━━ Records for this task ━━

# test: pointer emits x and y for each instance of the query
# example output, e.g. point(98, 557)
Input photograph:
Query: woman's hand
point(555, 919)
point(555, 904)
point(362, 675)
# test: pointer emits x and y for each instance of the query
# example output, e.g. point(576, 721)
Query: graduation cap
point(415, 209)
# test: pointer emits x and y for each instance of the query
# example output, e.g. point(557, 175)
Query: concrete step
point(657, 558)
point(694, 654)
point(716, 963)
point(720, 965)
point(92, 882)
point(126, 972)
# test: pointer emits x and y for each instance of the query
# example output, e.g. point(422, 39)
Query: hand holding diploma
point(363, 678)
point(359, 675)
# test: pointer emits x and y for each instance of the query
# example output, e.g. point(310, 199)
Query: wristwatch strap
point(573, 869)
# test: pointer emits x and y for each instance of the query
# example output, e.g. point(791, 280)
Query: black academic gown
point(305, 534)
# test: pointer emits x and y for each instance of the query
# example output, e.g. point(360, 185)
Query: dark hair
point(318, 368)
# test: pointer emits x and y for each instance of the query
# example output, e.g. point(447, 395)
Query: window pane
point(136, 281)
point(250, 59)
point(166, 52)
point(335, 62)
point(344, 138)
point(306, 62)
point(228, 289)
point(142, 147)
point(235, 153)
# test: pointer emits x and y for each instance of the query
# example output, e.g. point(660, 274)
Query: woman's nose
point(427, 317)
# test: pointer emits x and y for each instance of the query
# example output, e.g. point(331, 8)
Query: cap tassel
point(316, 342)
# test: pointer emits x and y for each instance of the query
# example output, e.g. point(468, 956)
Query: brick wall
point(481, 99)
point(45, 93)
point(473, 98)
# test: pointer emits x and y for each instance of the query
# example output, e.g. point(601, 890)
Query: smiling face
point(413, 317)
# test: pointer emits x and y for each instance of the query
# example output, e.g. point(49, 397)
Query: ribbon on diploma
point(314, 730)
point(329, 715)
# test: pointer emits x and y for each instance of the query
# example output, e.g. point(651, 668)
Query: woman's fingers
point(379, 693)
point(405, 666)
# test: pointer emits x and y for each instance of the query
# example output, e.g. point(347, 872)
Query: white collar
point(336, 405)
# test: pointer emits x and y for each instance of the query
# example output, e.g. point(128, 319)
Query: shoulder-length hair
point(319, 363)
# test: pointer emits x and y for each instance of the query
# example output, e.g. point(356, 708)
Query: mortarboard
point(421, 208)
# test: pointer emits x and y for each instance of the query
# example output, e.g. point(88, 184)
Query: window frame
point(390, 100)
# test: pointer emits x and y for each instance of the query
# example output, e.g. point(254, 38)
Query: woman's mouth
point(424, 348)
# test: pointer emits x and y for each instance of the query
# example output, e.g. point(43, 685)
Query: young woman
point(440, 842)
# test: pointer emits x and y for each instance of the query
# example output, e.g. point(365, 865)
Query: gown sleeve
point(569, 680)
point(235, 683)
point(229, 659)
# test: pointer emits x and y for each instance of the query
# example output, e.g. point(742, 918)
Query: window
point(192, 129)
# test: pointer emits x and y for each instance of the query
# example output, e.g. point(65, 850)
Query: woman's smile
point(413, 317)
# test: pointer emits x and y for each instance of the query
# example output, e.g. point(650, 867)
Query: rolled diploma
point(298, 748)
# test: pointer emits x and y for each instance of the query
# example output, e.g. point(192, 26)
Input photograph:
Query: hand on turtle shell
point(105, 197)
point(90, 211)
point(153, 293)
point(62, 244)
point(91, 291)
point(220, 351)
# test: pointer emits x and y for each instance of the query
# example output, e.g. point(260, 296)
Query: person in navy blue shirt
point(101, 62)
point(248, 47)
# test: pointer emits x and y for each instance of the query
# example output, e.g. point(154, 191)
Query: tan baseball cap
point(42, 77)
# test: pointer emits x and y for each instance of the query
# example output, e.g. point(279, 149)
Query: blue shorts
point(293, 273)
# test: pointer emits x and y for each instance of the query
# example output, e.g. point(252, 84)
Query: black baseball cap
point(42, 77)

━━━
━━ Records for this task ━━

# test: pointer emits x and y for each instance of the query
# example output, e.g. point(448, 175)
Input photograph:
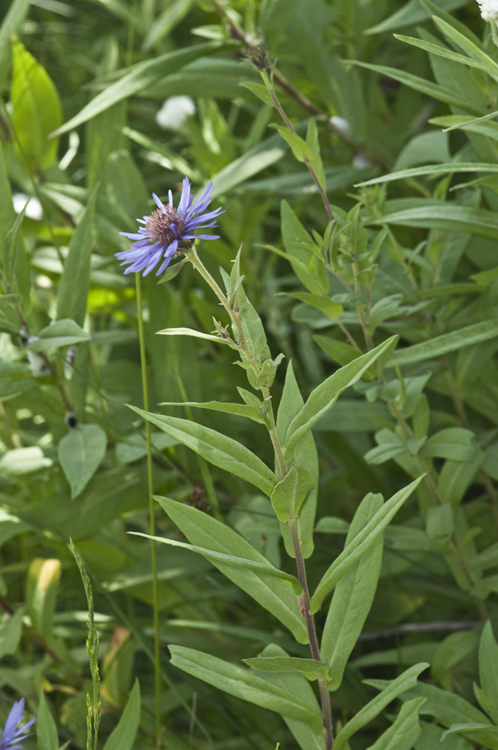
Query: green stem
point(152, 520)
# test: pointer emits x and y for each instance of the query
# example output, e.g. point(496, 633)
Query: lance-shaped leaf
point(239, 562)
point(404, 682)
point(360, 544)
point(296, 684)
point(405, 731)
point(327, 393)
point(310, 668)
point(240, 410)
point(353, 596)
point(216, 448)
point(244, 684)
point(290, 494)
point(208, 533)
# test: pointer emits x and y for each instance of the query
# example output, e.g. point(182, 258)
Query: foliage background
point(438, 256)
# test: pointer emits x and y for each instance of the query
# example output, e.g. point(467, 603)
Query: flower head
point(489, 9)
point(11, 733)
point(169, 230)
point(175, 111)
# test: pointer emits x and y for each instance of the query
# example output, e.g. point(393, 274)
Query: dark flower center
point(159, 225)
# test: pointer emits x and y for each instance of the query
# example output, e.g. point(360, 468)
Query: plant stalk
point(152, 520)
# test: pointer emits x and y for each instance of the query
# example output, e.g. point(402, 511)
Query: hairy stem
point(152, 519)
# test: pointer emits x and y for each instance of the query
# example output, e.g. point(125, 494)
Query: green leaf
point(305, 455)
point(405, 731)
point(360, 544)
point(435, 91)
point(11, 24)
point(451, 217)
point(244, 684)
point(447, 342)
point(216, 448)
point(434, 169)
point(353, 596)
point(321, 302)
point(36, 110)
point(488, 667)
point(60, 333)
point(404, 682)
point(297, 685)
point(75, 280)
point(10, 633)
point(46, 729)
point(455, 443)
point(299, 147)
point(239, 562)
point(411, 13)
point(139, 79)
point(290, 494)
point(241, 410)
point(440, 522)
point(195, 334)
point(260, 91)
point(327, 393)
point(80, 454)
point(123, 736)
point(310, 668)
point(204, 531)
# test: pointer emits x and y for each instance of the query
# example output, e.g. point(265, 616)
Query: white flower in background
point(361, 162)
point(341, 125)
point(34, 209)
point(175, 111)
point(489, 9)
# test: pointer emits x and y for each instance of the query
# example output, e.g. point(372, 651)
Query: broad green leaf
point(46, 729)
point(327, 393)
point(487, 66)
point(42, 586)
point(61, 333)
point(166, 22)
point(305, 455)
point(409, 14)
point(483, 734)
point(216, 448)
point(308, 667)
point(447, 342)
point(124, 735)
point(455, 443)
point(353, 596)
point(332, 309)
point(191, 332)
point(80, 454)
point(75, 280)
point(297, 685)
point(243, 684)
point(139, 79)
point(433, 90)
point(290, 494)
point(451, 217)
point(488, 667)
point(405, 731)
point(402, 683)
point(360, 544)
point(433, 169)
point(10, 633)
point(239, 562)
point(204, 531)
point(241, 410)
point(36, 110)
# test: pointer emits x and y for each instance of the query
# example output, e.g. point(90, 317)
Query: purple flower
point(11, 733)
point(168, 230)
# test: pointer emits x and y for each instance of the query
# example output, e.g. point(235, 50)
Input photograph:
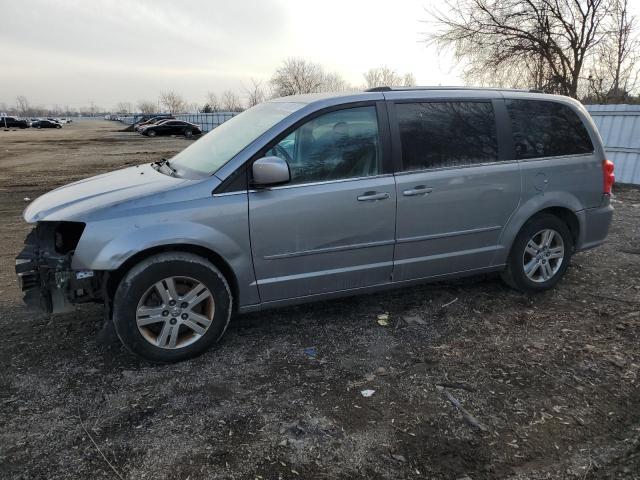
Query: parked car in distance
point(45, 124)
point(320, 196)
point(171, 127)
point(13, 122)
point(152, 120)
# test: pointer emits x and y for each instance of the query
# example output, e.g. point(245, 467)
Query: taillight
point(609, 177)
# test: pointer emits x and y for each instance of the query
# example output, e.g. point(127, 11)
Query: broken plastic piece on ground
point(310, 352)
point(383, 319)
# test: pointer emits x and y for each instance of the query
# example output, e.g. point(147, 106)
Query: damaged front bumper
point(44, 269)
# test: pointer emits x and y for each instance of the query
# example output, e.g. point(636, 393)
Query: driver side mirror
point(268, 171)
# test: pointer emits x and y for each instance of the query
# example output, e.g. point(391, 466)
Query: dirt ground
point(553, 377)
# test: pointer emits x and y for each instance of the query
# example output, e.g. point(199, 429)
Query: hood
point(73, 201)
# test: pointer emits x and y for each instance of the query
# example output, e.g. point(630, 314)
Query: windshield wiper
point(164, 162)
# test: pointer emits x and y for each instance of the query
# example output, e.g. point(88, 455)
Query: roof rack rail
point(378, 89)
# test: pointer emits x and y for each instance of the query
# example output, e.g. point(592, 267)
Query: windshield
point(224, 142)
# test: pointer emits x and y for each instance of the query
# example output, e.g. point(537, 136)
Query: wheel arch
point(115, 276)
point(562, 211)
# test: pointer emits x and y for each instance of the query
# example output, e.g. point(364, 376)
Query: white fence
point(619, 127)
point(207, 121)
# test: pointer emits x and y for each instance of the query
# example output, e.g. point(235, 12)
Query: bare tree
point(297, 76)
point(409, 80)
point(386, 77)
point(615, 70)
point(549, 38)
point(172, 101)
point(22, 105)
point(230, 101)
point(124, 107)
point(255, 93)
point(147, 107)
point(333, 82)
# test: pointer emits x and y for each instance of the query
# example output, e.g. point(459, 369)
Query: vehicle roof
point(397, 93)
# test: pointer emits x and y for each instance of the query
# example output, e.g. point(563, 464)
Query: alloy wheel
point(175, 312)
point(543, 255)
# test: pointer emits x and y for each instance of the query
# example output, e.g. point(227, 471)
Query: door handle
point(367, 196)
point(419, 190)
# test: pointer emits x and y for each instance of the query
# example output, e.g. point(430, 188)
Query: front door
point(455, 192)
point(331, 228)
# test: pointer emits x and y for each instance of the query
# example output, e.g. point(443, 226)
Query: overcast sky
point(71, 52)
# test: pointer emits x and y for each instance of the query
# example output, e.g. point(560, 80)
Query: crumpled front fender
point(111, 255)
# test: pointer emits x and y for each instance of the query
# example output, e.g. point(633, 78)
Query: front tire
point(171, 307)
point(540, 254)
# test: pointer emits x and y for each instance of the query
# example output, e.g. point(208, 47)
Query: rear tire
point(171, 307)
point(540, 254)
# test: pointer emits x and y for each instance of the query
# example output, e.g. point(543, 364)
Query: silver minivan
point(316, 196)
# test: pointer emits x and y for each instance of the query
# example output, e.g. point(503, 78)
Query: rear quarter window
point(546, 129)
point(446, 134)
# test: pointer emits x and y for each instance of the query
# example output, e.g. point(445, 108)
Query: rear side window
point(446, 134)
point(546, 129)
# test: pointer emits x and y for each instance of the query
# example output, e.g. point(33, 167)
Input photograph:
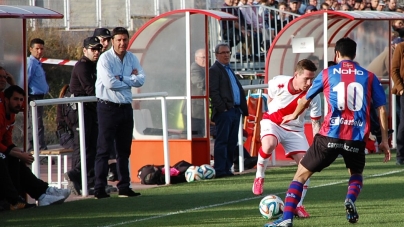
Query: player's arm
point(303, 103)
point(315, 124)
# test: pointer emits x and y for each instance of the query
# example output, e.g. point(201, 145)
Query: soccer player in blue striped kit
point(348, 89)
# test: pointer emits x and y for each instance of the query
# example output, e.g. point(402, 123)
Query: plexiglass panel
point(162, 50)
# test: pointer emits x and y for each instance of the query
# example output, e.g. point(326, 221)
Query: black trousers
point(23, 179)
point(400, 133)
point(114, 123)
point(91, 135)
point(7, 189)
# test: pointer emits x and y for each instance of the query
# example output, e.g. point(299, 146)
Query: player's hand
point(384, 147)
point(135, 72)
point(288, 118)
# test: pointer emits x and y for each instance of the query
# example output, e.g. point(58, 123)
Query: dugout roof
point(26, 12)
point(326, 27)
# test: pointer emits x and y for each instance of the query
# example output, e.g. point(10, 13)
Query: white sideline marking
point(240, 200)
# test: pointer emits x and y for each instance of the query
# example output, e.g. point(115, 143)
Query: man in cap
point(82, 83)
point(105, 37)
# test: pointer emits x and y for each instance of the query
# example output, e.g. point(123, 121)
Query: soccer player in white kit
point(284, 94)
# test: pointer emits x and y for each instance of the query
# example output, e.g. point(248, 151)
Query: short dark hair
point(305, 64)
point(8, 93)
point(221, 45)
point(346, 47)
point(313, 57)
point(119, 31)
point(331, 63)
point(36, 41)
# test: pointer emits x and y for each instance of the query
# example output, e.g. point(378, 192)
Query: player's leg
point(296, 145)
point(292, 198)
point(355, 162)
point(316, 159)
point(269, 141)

━━━

What the exercise asks: Pull out every line in the items above that contains the word "green", copying each one in full.

Correct response:
Query: green stem
Query: green leaf
Query: broad green leaf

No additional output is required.